Data records:
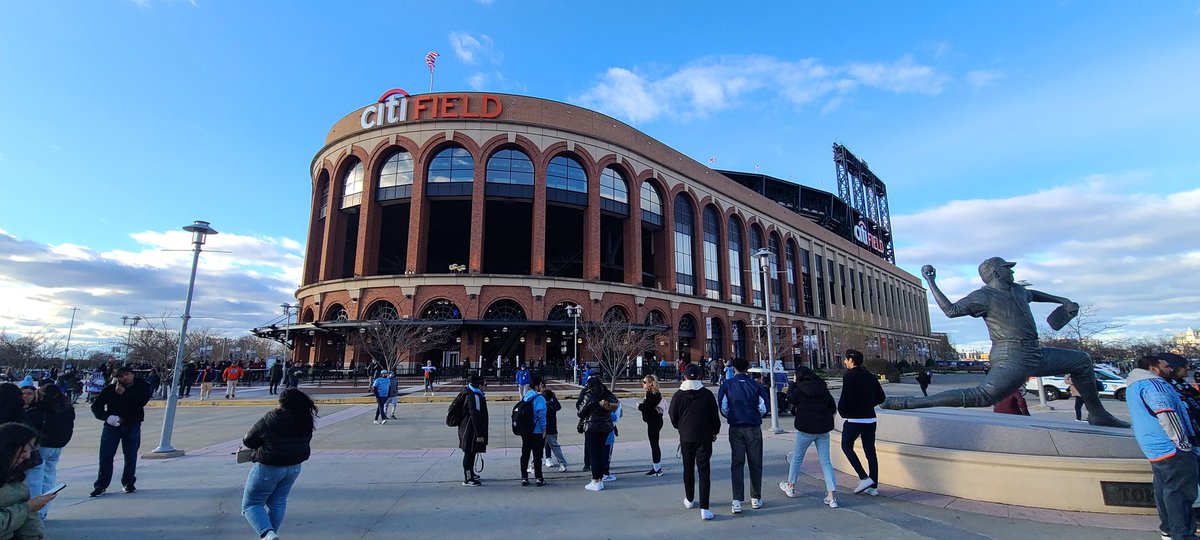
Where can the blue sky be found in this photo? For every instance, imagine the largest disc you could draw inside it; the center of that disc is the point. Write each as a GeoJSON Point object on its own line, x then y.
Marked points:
{"type": "Point", "coordinates": [125, 120]}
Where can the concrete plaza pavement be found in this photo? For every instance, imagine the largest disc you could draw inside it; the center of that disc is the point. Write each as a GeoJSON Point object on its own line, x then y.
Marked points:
{"type": "Point", "coordinates": [402, 480]}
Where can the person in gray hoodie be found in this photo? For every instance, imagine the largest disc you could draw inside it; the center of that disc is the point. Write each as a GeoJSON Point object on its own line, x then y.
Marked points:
{"type": "Point", "coordinates": [695, 414]}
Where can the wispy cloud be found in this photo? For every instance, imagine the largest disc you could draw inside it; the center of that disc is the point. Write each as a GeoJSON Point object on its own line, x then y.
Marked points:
{"type": "Point", "coordinates": [1131, 253]}
{"type": "Point", "coordinates": [719, 83]}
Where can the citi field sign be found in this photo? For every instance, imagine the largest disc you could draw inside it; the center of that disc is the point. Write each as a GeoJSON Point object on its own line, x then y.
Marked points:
{"type": "Point", "coordinates": [393, 107]}
{"type": "Point", "coordinates": [865, 238]}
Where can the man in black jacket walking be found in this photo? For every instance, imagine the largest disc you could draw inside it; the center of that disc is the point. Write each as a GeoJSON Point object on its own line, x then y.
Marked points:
{"type": "Point", "coordinates": [121, 407]}
{"type": "Point", "coordinates": [694, 413]}
{"type": "Point", "coordinates": [861, 391]}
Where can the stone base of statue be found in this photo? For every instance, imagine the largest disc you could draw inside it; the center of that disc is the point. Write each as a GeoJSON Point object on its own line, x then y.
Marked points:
{"type": "Point", "coordinates": [1026, 461]}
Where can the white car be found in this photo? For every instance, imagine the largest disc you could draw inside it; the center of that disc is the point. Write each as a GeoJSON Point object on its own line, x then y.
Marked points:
{"type": "Point", "coordinates": [1056, 389]}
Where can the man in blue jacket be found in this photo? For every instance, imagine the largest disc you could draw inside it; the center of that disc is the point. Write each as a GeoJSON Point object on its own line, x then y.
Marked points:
{"type": "Point", "coordinates": [1163, 429]}
{"type": "Point", "coordinates": [743, 402]}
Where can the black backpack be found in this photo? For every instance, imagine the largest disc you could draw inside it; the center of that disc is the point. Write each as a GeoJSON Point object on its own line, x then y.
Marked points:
{"type": "Point", "coordinates": [522, 418]}
{"type": "Point", "coordinates": [457, 411]}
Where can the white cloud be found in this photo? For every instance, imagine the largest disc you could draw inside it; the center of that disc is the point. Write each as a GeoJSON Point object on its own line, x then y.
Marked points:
{"type": "Point", "coordinates": [472, 49]}
{"type": "Point", "coordinates": [1133, 255]}
{"type": "Point", "coordinates": [720, 83]}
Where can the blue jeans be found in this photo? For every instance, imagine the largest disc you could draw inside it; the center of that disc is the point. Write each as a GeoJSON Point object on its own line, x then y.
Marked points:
{"type": "Point", "coordinates": [265, 498]}
{"type": "Point", "coordinates": [129, 436]}
{"type": "Point", "coordinates": [802, 445]}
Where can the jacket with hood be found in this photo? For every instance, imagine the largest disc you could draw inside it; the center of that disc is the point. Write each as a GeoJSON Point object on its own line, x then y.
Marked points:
{"type": "Point", "coordinates": [743, 401]}
{"type": "Point", "coordinates": [1159, 419]}
{"type": "Point", "coordinates": [694, 413]}
{"type": "Point", "coordinates": [280, 438]}
{"type": "Point", "coordinates": [813, 406]}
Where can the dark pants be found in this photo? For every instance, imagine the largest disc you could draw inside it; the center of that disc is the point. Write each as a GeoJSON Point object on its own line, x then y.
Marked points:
{"type": "Point", "coordinates": [597, 454]}
{"type": "Point", "coordinates": [852, 431]}
{"type": "Point", "coordinates": [745, 444]}
{"type": "Point", "coordinates": [696, 457]}
{"type": "Point", "coordinates": [1175, 490]}
{"type": "Point", "coordinates": [531, 448]}
{"type": "Point", "coordinates": [129, 436]}
{"type": "Point", "coordinates": [652, 430]}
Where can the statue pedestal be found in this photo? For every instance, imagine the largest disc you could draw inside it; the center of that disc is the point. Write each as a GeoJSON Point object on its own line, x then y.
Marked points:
{"type": "Point", "coordinates": [1026, 461]}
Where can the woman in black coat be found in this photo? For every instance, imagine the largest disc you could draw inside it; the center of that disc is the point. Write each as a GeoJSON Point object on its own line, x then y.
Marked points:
{"type": "Point", "coordinates": [814, 409]}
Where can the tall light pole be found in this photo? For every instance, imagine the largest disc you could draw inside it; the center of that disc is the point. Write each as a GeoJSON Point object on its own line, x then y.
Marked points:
{"type": "Point", "coordinates": [129, 337]}
{"type": "Point", "coordinates": [575, 312]}
{"type": "Point", "coordinates": [66, 352]}
{"type": "Point", "coordinates": [763, 257]}
{"type": "Point", "coordinates": [199, 231]}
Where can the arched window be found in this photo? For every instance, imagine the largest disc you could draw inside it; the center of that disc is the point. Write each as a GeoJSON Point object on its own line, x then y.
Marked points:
{"type": "Point", "coordinates": [712, 239]}
{"type": "Point", "coordinates": [396, 177]}
{"type": "Point", "coordinates": [565, 173]}
{"type": "Point", "coordinates": [451, 165]}
{"type": "Point", "coordinates": [510, 166]}
{"type": "Point", "coordinates": [737, 293]}
{"type": "Point", "coordinates": [352, 186]}
{"type": "Point", "coordinates": [652, 204]}
{"type": "Point", "coordinates": [685, 220]}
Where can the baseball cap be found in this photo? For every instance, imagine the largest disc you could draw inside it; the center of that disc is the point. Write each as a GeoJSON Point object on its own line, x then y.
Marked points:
{"type": "Point", "coordinates": [989, 265]}
{"type": "Point", "coordinates": [1173, 360]}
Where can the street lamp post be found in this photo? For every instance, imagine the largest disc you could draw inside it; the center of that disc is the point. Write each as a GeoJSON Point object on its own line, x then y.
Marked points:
{"type": "Point", "coordinates": [763, 257]}
{"type": "Point", "coordinates": [199, 231]}
{"type": "Point", "coordinates": [575, 312]}
{"type": "Point", "coordinates": [129, 336]}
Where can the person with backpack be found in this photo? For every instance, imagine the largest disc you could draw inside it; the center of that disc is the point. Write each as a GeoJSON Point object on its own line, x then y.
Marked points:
{"type": "Point", "coordinates": [595, 406]}
{"type": "Point", "coordinates": [695, 414]}
{"type": "Point", "coordinates": [529, 423]}
{"type": "Point", "coordinates": [468, 413]}
{"type": "Point", "coordinates": [813, 407]}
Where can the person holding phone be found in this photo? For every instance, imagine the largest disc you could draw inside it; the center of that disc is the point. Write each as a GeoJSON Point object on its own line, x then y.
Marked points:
{"type": "Point", "coordinates": [17, 442]}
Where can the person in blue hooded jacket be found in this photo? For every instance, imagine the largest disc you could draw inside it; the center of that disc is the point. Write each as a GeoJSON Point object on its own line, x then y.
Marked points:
{"type": "Point", "coordinates": [533, 443]}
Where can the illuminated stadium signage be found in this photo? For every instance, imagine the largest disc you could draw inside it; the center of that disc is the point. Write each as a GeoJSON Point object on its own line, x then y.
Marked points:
{"type": "Point", "coordinates": [393, 108]}
{"type": "Point", "coordinates": [865, 238]}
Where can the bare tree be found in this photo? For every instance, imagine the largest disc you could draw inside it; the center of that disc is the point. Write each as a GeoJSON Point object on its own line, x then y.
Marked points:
{"type": "Point", "coordinates": [615, 342]}
{"type": "Point", "coordinates": [391, 340]}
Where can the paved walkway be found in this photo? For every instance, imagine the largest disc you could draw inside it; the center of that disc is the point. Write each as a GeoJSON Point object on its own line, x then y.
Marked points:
{"type": "Point", "coordinates": [402, 480]}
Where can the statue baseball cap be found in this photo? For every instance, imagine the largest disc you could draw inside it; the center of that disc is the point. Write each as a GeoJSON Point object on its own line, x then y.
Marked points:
{"type": "Point", "coordinates": [989, 265]}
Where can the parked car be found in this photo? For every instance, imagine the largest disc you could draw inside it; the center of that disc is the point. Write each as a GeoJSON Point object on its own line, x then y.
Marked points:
{"type": "Point", "coordinates": [1056, 389]}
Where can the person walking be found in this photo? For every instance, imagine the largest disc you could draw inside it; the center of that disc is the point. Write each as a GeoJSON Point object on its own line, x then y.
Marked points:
{"type": "Point", "coordinates": [532, 444]}
{"type": "Point", "coordinates": [861, 391]}
{"type": "Point", "coordinates": [276, 377]}
{"type": "Point", "coordinates": [743, 402]}
{"type": "Point", "coordinates": [473, 427]}
{"type": "Point", "coordinates": [207, 377]}
{"type": "Point", "coordinates": [280, 443]}
{"type": "Point", "coordinates": [552, 408]}
{"type": "Point", "coordinates": [695, 415]}
{"type": "Point", "coordinates": [55, 423]}
{"type": "Point", "coordinates": [379, 388]}
{"type": "Point", "coordinates": [813, 408]}
{"type": "Point", "coordinates": [121, 407]}
{"type": "Point", "coordinates": [652, 414]}
{"type": "Point", "coordinates": [595, 406]}
{"type": "Point", "coordinates": [924, 376]}
{"type": "Point", "coordinates": [18, 509]}
{"type": "Point", "coordinates": [1164, 433]}
{"type": "Point", "coordinates": [233, 375]}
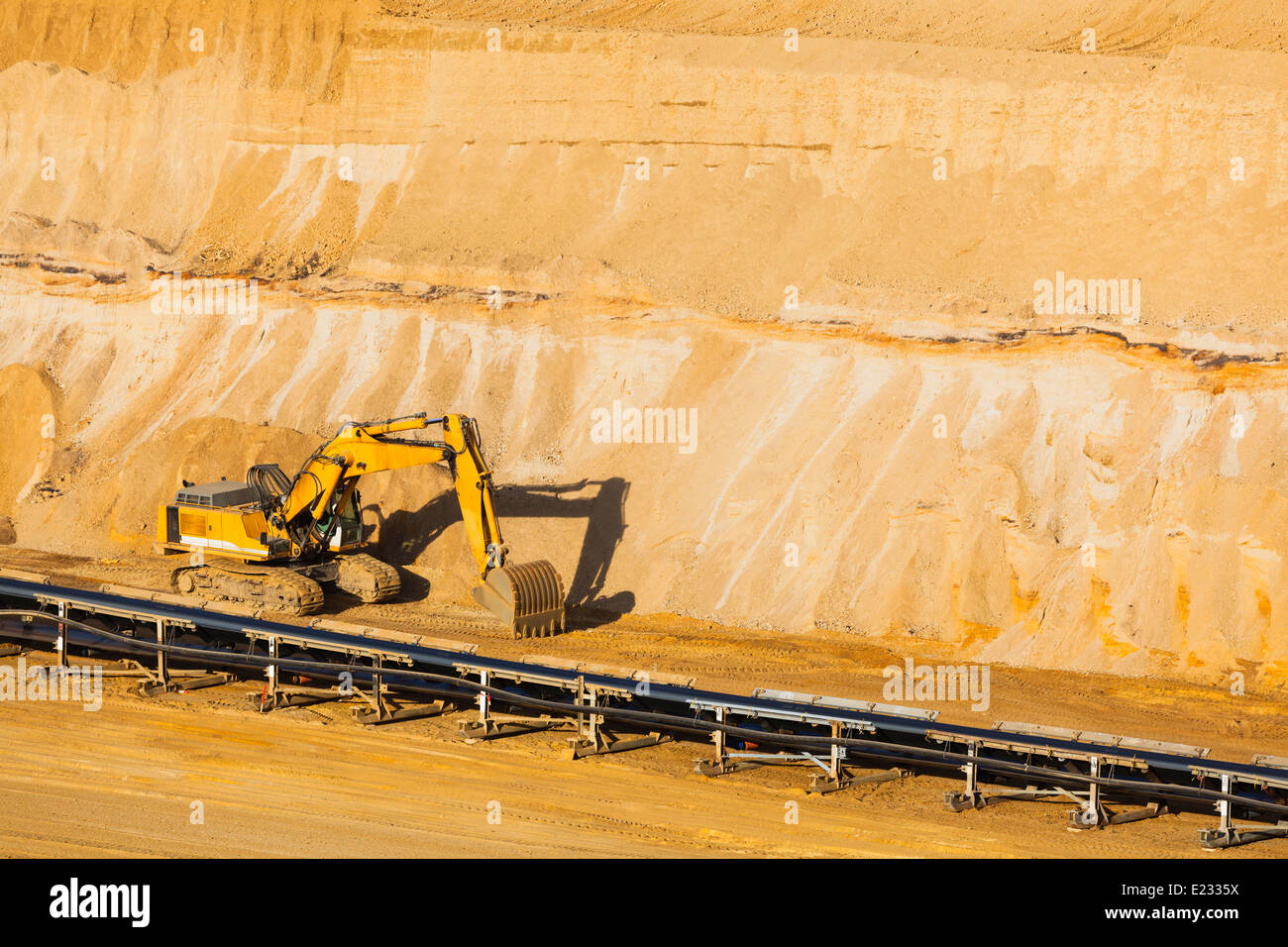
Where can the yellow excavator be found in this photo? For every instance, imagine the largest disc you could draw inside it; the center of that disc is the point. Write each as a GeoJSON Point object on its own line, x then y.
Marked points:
{"type": "Point", "coordinates": [279, 539]}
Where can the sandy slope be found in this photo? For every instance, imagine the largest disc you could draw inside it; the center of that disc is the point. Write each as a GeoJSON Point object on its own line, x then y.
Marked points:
{"type": "Point", "coordinates": [945, 463]}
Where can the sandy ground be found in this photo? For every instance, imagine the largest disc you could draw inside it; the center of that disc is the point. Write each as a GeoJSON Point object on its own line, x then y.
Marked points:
{"type": "Point", "coordinates": [310, 783]}
{"type": "Point", "coordinates": [819, 230]}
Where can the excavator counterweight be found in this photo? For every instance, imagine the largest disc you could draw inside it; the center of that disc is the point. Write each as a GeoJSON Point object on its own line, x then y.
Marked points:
{"type": "Point", "coordinates": [278, 539]}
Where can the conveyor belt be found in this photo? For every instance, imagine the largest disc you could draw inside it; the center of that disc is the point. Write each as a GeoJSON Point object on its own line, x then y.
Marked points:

BRIEF:
Go through the data and gather every line that holds "white".

ANSWER:
Where can the white car be found in this photo? For every instance, imagine the largest disc you could draw inside it; the center of that disc is the point. Write each as a GeoJSON Point object on its own line, x then y.
Where can the white cloud be found in this photo? For every instance, imagine the largest disc you could draw inside it; the center of that disc is the point. Write each as a GeoJSON Point object on its own line, x then y.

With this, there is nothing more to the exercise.